| Exercise 1 |
Rewrite the paragraph of the Providence article beginning "Tax stabilization agreements (TSAs)" in fewer words, keeping its main facts.
| Exercise 2 |
Quote the Providence article word for word between "Tax stabilization agreements" and "and job creation.", inclusive.

| Page text |

Opponent Buddy Cianci famously said during the campaign that if there was a budget surplus in the City of Providence, he'd drop out of the race.
Councilman Terry Hassett told GoLocal that a close watch on the budget would be necessary in the coming year, as a "deficit exists." So how will Elorza tackle the fiscal challenge? He's talked about looking at city government department by department. Where will he make cuts if necessary? Or will Providence see taxes being raised?
The Providence Police Department recently graduated a new class of officers from its academy -- but council members to community leaders are pointing out the numbers are still below even minimum staffing levels.
Will Elorza look to push through a new academy when he takes office?And how will he handle issues surrounding the department -- which following the most recent graduation, was at the center of intense public scrutiny?
Car Tax Changes?
Elorza said during the campaign that he wants to raise the car tax exemption from where it stands at $1,000 back to where it once was at $6,000.
So how's he going to make this happen? He teamed with Raimondo at the Olneyville press conference to pledge that if elected they would work in tandem make it possible. Will Providence see more aid from the state to fill the tax revenue hole?
Tax stabilization agreements (TSAs) between developers and the City of Providence came under close scrutiny in 2014, as a report from City Auditor Matt Clarkin showed that the city wasn't collecting nearly what it was owed on the properties that cut special tax deals with the city in the name of development and job creation.
One council member -- Sabina Matos -- proposed putting a freeze on new TSAs until a full review was done, and a standardized process was put in place. Will Elorza continue to use TSAs as a tool in the economic toolbox?
The 195 land, while in the hands of the State -- and 195 Commission, rests squarely in Providence, and as such, its redevelopment will have a profound impact on the economic future of the city.
How active will Elorza be in the process of courting businesses to put their stake in the ground and be part of the urban renewal process in Providence? Lots of work is already underway with the roads and infrastructure -- how soon will shovels be the ground for tenants?
As part of his administration, Mayor Angel Taveras ushered through historic PILOT (payment-lieu-of-taxes) agreements with the city's nonprofits, in order to obtain some fiscal relief from the tax-exempt institutions at t time when the city desperately needed it.
Will Mayor Elorza look to go back to the colleges, universities, and hospitals should the city find itself in difficult circumstances once again?
Elorza's jobs plan as proposed during the campaign included such components a supporting entrepreneurs, women, and minority-owned businesses, and promoting a mentoring program with the city's colleges and universities.
One of Elorza's proposals included the doubling of Providence's exports over the next five years. How is Elorza going to make this happen? He mentioned used cars and design exports during debates on the campaign trail. What policy moves will Elorza unveil to make this prophecy a reality? And where will Providence see the jobs?
Central to Elorza's education plan is the concept of community schools, so that the buildings are utilized long after the school day for increased learning and recreation opportunities for the surrounding neighborhoods.
Elorza has called for less emphasis on standardized learning, and has proposed an investment in technology in the classrooms. Where will Elorza find the money to achieve these goals -- and will they translate into academic success?
In the next two weeks, Elorza will be making staffing decisions that will set the tone for the new administration. Elorza won overwhelmingly on the East Side -- will he cull his talent from the 02906, or will he reach out to leaders across the city to comprise an administration reflective of the entire city's population? How will Elorza achieve the vision of "One Providence?"

| Extracted information |
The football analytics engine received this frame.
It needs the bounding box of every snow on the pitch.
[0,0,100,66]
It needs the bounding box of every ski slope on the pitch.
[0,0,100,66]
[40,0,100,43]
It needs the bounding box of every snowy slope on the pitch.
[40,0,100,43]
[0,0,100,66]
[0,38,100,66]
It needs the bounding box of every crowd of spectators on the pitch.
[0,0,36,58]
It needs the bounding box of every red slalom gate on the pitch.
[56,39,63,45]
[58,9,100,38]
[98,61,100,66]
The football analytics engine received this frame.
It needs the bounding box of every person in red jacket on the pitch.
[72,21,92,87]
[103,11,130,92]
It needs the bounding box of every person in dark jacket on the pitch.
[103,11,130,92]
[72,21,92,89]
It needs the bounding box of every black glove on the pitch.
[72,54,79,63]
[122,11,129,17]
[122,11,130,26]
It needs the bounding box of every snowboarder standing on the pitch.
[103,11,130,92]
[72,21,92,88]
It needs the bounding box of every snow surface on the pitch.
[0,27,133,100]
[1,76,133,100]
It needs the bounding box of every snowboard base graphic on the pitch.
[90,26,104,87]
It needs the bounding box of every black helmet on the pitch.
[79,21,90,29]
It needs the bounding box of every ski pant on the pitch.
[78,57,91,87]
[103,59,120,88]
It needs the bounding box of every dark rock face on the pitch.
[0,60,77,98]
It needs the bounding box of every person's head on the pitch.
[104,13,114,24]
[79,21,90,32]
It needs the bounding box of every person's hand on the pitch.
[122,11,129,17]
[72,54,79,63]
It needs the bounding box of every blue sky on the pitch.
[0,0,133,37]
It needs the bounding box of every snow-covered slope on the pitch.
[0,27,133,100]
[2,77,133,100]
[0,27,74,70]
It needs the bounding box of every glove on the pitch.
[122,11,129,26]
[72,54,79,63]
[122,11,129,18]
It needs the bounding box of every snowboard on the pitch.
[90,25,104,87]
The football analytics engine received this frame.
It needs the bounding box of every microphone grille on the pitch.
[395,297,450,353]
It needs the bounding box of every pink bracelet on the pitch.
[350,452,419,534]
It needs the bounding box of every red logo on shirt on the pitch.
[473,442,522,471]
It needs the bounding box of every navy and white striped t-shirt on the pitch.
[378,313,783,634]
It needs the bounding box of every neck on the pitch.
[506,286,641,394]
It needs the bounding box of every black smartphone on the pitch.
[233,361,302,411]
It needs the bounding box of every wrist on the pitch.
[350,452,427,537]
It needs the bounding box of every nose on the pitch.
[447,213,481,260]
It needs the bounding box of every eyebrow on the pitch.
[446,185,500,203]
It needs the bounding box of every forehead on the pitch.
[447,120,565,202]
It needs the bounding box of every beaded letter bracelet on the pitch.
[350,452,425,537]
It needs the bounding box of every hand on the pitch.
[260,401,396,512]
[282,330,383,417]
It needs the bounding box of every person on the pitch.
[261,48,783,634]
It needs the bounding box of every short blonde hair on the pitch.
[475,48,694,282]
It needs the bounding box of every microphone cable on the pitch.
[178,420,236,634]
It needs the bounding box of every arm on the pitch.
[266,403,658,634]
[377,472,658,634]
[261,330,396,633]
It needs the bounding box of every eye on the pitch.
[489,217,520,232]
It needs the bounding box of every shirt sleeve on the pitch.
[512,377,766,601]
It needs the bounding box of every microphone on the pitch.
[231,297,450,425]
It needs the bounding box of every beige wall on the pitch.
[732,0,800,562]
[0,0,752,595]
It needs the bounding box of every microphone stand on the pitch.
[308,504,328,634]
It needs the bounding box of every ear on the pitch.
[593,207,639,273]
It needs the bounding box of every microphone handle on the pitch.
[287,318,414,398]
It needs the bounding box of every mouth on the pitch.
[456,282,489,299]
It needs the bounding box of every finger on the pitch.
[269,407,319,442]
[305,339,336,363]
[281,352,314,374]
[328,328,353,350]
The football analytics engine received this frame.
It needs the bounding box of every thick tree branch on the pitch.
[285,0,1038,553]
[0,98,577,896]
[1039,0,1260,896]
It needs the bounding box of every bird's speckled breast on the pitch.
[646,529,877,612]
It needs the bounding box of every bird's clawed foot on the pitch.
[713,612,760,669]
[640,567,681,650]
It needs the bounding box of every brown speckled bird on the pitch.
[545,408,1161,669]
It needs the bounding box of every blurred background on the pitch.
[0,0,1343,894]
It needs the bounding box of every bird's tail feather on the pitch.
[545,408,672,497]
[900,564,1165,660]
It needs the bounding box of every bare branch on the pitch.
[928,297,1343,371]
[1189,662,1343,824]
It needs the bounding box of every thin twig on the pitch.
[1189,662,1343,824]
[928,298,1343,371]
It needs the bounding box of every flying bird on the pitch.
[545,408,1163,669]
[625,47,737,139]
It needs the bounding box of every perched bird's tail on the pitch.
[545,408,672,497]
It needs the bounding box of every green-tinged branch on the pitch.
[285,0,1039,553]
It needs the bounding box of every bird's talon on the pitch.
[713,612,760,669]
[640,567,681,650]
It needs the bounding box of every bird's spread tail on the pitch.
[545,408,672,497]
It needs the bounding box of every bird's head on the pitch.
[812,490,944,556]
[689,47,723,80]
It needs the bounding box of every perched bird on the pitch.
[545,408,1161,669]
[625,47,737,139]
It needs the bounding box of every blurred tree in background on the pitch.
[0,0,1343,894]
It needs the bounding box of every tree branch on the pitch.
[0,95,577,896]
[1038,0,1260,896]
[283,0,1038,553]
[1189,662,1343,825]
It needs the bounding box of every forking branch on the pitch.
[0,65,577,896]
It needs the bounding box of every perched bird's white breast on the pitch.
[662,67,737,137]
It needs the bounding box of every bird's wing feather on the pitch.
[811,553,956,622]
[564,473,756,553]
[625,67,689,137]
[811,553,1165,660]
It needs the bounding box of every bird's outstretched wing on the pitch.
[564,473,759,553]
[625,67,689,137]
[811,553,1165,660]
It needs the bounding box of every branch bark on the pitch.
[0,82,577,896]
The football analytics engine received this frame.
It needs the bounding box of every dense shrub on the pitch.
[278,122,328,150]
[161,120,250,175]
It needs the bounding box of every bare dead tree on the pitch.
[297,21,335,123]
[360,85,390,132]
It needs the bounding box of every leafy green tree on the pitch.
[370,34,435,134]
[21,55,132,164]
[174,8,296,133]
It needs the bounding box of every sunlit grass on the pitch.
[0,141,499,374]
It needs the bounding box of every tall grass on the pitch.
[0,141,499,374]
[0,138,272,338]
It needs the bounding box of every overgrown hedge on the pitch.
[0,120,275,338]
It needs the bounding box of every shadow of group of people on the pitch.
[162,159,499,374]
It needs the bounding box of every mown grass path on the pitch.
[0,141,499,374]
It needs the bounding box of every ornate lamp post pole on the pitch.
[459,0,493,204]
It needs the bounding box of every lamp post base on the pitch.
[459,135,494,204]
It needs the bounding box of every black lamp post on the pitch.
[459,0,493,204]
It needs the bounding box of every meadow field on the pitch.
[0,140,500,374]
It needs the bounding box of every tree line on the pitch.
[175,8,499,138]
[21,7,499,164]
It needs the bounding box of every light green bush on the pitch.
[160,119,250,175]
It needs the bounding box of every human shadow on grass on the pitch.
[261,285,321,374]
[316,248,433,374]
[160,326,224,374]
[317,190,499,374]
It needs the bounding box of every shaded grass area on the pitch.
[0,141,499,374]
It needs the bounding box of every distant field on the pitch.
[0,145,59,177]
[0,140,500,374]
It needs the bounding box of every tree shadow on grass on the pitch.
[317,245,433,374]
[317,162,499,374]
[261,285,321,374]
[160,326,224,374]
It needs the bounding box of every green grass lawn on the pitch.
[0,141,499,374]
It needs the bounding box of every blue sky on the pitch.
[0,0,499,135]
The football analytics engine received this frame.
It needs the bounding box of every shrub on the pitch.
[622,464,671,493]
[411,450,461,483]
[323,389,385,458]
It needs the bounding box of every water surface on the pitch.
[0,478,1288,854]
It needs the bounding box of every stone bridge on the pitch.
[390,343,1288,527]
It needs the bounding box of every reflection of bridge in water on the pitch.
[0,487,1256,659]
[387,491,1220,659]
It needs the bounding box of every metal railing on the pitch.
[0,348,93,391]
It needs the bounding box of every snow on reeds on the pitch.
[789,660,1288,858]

| Exercise output 1 |
In 2014, a report by City Auditor Matt Clarkin brought close scrutiny to tax stabilization agreements (TSAs) between developers and Providence. It showed that the city was collecting far less than it was owed on properties that had received these special tax deals for development and job creation.

| Exercise output 2 |
Tax stabilization agreements (TSAs) between developers and the City of Providence came under close scrutiny in 2014, as a report from City Auditor Matt Clarkin showed that the city wasn't collecting nearly what it was owed on the properties that cut special tax deals with the city in the name of development and job creation.